(Excerpts from segmentation records)
====================
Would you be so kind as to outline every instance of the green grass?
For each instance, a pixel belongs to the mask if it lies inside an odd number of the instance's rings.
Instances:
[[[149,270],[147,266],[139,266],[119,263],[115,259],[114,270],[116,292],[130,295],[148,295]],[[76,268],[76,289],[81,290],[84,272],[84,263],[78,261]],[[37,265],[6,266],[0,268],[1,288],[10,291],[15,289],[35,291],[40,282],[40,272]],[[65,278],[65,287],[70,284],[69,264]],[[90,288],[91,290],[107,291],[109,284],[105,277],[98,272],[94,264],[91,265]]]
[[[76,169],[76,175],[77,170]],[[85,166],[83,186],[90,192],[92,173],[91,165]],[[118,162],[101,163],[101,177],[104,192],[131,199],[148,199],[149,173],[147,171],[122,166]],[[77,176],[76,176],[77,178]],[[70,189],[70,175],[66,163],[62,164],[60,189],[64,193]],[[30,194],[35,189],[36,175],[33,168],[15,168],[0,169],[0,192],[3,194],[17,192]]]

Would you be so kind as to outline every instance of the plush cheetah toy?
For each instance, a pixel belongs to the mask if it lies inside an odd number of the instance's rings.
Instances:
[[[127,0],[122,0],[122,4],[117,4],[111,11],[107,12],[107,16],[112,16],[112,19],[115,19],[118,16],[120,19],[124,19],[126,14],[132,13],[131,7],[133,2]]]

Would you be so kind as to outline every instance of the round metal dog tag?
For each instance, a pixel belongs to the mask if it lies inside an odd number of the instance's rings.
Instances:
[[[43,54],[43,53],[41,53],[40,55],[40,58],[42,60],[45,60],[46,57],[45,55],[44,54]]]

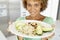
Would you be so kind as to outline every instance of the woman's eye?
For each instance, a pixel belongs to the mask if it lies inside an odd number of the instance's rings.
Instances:
[[[35,4],[35,6],[37,7],[37,6],[39,6],[38,4]]]
[[[28,6],[31,6],[31,4],[27,4]]]

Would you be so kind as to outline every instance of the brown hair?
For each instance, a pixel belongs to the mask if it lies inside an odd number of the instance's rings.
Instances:
[[[42,8],[40,9],[40,11],[44,11],[47,8],[47,1],[48,0],[36,0],[36,1],[41,1]],[[24,8],[27,8],[27,0],[23,0],[23,6],[24,6]]]

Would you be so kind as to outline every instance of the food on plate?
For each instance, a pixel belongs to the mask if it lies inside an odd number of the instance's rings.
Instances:
[[[46,27],[38,22],[21,22],[21,21],[15,22],[15,28],[18,32],[30,36],[43,35],[43,33],[50,32],[53,30],[52,27]]]

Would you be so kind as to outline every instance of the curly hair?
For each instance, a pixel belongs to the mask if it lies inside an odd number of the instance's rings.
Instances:
[[[44,11],[47,8],[48,0],[34,0],[34,1],[41,1],[41,11]],[[27,0],[23,0],[24,8],[27,8]]]

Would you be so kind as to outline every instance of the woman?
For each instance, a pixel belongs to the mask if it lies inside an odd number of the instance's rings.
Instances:
[[[52,25],[54,23],[52,18],[40,14],[40,12],[44,11],[47,8],[47,2],[48,0],[23,0],[24,8],[28,10],[30,15],[26,17],[20,17],[17,19],[17,21],[18,20],[39,20]],[[52,37],[52,35],[49,37]],[[42,40],[48,40],[49,37],[42,38]],[[24,38],[18,37],[18,39],[22,40]],[[38,40],[38,39],[25,38],[24,40]]]

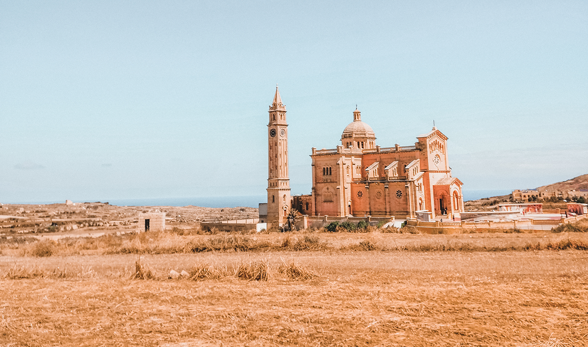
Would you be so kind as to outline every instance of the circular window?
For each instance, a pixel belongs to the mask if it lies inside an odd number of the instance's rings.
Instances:
[[[433,158],[433,163],[435,164],[435,166],[439,166],[439,163],[441,162],[441,157],[439,154],[435,154],[434,158]]]

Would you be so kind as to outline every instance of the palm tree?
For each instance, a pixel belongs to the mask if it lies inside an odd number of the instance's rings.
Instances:
[[[288,230],[293,230],[296,228],[296,218],[298,217],[298,211],[295,208],[290,208],[286,218],[288,220]]]

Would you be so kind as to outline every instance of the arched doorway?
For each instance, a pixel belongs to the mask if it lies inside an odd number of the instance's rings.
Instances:
[[[459,211],[459,195],[457,194],[457,191],[453,191],[453,210],[455,211]]]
====================
SET EXERCISE
Render the records as a Markdown table with the columns Row and Line, giving each line its own numbered row. Omit blank lines and leave the pictures out.

ANSWER FOR THIS EXERCISE
| Row | Line |
|---|---|
| 1 | Would you be so kind as to outline every instance of the green grass? |
| 2 | For each instance, a pixel belongs to the mask if it lies inside an odd number of the instance's rings. |
| 3 | Instances: |
| 4 | [[[149,270],[147,266],[139,266],[119,263],[115,259],[114,270],[116,292],[130,295],[148,295]],[[76,268],[76,289],[81,290],[84,272],[84,263],[78,261]],[[37,265],[6,266],[0,268],[1,288],[10,291],[15,289],[35,291],[40,282],[40,272]],[[65,278],[65,287],[70,284],[69,264]],[[90,288],[91,290],[107,291],[109,284],[105,277],[98,272],[94,264],[91,265]]] |
| 5 | [[[76,169],[76,175],[77,170]],[[85,166],[83,186],[90,192],[92,173],[91,165]],[[118,162],[101,163],[101,177],[104,192],[131,199],[148,199],[149,173],[147,171],[122,166]],[[77,176],[76,176],[77,178]],[[70,189],[70,175],[66,163],[62,164],[60,189],[64,193]],[[30,194],[35,189],[36,175],[33,168],[15,168],[0,169],[0,192],[3,194],[17,192]]] |
| 6 | Would you be so kind as to outline every instance of the plush cheetah toy? |
| 7 | For each instance, a pixel belongs to the mask if it lies inside an odd number of the instance's rings. |
| 8 | Instances: |
| 9 | [[[127,0],[122,0],[122,4],[117,4],[111,11],[107,12],[107,16],[112,16],[112,19],[115,19],[118,16],[120,19],[124,19],[126,14],[132,13],[131,7],[133,2]]] |
| 10 | Would you be so kind as to outline every instance of the round metal dog tag? |
| 11 | For each instance, a pixel belongs to the mask if it lies inside an odd number of the instance's rings. |
| 12 | Instances: |
| 13 | [[[43,54],[43,53],[41,53],[40,55],[40,58],[42,60],[45,60],[46,57],[45,55],[44,54]]] |
| 14 | Would you be so kind as to outline every instance of the woman's eye? |
| 15 | For each instance, a pixel belongs to the mask if it lies inside an odd number of the instance's rings. |
| 16 | Instances: |
| 17 | [[[35,4],[35,6],[37,7],[37,6],[39,6],[38,4]]] |
| 18 | [[[28,6],[31,6],[31,4],[27,4]]] |
| 19 | Would you be so kind as to outline every instance of the brown hair? |
| 20 | For each instance, a pixel belongs to the mask if it lies inside an odd number of the instance's rings. |
| 21 | Instances: |
| 22 | [[[42,8],[40,9],[40,11],[44,11],[47,8],[47,1],[48,0],[36,0],[36,1],[41,1]],[[24,8],[27,8],[27,0],[23,0],[23,6],[24,6]]] |
| 23 | Would you be so kind as to outline every instance of the food on plate? |
| 24 | For each instance, a pixel belongs to the mask if it lies inside an odd number of the instance's rings. |
| 25 | Instances: |
| 26 | [[[46,27],[38,22],[21,22],[21,21],[15,22],[15,28],[18,32],[30,36],[43,35],[43,33],[50,32],[53,30],[52,27]]] |
| 27 | Would you be so kind as to outline every instance of the curly hair? |
| 28 | For each instance, a pixel belongs to the mask if it lies inside an odd number of the instance's rings. |
| 29 | Instances: |
| 30 | [[[44,11],[47,8],[48,0],[34,0],[34,1],[41,1],[41,11]],[[27,0],[23,0],[24,8],[27,8]]] |
| 31 | Would you be so kind as to outline every instance of the woman? |
| 32 | For each instance, a pixel belongs to the mask if it lies inside an odd number of the instance's rings. |
| 33 | Instances: |
| 34 | [[[52,25],[54,23],[52,18],[40,14],[40,12],[44,11],[47,8],[47,2],[48,0],[23,0],[24,8],[28,10],[30,15],[26,17],[20,17],[17,19],[17,21],[18,20],[39,20]],[[52,37],[52,35],[49,37]],[[42,40],[48,40],[49,37],[42,38]],[[24,38],[18,37],[18,39],[22,40]],[[38,40],[38,39],[25,38],[24,40]]] |
| 35 | Would you be so kind as to outline every instance of the circular window? |
| 36 | For each instance, a pixel belongs to the mask if it lies inside an odd number of the instance's rings. |
| 37 | Instances: |
| 38 | [[[433,158],[433,163],[435,164],[435,166],[439,166],[439,163],[441,162],[441,157],[439,154],[435,154],[434,158]]] |
| 39 | Would you be so kind as to outline every instance of the palm tree? |
| 40 | For each instance, a pixel belongs to the mask if it lies inside an odd number of the instance's rings. |
| 41 | Instances: |
| 42 | [[[288,230],[293,230],[296,228],[296,218],[298,217],[298,211],[295,208],[290,208],[286,218],[288,220]]] |
| 43 | Would you be so kind as to outline every instance of the arched doorway? |
| 44 | For each instance, a pixel belongs to the mask if it lies inside an odd number of the instance's rings. |
| 45 | Instances: |
| 46 | [[[459,211],[459,195],[457,194],[457,191],[453,191],[453,210],[455,211]]] |